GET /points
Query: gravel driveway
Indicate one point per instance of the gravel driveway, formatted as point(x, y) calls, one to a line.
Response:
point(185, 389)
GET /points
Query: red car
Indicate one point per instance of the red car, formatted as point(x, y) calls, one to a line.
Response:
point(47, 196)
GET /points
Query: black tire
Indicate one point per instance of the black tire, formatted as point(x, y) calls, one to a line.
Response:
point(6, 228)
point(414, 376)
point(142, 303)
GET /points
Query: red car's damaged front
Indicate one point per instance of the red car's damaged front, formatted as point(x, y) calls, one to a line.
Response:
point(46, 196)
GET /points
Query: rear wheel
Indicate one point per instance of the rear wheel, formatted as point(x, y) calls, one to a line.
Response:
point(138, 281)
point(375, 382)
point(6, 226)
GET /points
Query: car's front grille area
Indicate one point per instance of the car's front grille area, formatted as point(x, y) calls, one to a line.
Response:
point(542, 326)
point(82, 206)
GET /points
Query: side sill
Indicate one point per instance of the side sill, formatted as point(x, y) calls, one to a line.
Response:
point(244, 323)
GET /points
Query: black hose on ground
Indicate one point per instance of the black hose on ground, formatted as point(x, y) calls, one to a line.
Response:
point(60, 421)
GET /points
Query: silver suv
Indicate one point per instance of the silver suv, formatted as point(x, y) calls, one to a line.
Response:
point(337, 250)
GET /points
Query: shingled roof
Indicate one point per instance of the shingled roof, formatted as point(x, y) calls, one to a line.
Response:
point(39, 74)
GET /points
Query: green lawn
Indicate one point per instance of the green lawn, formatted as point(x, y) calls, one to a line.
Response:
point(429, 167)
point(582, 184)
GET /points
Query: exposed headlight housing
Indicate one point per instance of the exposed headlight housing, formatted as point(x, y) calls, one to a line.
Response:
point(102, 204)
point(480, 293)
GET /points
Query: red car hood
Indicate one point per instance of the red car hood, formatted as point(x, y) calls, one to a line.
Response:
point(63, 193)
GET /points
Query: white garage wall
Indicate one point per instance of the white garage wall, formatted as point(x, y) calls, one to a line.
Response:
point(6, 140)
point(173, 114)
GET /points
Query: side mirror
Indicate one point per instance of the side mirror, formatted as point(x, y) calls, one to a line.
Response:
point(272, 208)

* * *

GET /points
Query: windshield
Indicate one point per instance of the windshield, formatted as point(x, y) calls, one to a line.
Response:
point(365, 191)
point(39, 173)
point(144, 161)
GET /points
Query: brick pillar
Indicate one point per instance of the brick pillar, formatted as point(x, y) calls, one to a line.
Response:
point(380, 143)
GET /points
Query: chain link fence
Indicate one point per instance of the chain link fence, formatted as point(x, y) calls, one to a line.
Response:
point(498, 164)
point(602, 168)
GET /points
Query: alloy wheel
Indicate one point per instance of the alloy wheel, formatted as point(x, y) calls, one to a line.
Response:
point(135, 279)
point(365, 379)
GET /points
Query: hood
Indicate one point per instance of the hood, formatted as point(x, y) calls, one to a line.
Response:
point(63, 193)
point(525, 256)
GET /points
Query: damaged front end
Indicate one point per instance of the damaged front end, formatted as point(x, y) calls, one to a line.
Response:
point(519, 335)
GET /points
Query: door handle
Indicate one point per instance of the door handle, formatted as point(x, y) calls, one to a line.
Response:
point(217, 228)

==

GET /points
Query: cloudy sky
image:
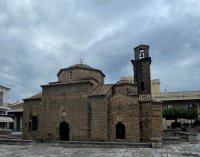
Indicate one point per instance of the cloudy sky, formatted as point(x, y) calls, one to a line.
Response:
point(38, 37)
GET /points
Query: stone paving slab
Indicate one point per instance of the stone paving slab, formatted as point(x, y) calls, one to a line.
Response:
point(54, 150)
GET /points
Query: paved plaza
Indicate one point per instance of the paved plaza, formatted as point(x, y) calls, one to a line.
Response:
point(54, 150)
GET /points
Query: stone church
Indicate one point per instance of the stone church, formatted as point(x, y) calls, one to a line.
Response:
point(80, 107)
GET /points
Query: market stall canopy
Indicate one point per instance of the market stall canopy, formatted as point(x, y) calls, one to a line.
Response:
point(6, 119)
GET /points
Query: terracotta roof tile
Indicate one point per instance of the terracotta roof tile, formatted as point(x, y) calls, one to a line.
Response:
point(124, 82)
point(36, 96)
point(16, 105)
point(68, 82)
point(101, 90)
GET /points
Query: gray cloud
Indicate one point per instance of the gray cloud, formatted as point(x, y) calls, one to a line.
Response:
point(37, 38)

» EXERCISE AIM:
Write down exactly the span of lines above from the one containing "Indicate one point per instance of the gravel" to the one containing "Indicate one point per instance of the car's", both ends included.

» RESPONSE TO THIS EXERCISE:
Indicate one point per instance of the gravel driveway, formatted as point(x, y) calls, one to a line.
Response:
point(185, 389)
GET /points
Query: red car
Indicate one point per instance of the red car, formatted as point(x, y) calls, one to a line.
Response:
point(47, 196)
GET /points
Query: black tire
Indicate one point per instance of the black tire, formatted as point(x, y) calls, one to a line.
Response:
point(6, 228)
point(414, 376)
point(142, 303)
GET /points
Query: red car's damaged front
Indicate one point per instance of the red car's damaged front, formatted as point(x, y) calls, one to a line.
Response:
point(46, 196)
GET /points
Query: rear wheel
Indicate one point per instance of the rear wheel, formatted as point(x, y) calls, one to a line.
Response:
point(138, 281)
point(375, 382)
point(6, 226)
GET /points
Query: car's front grille area
Indicate one point per instance of the car's front grille area, formatted as point(x, y) calls, one to a line.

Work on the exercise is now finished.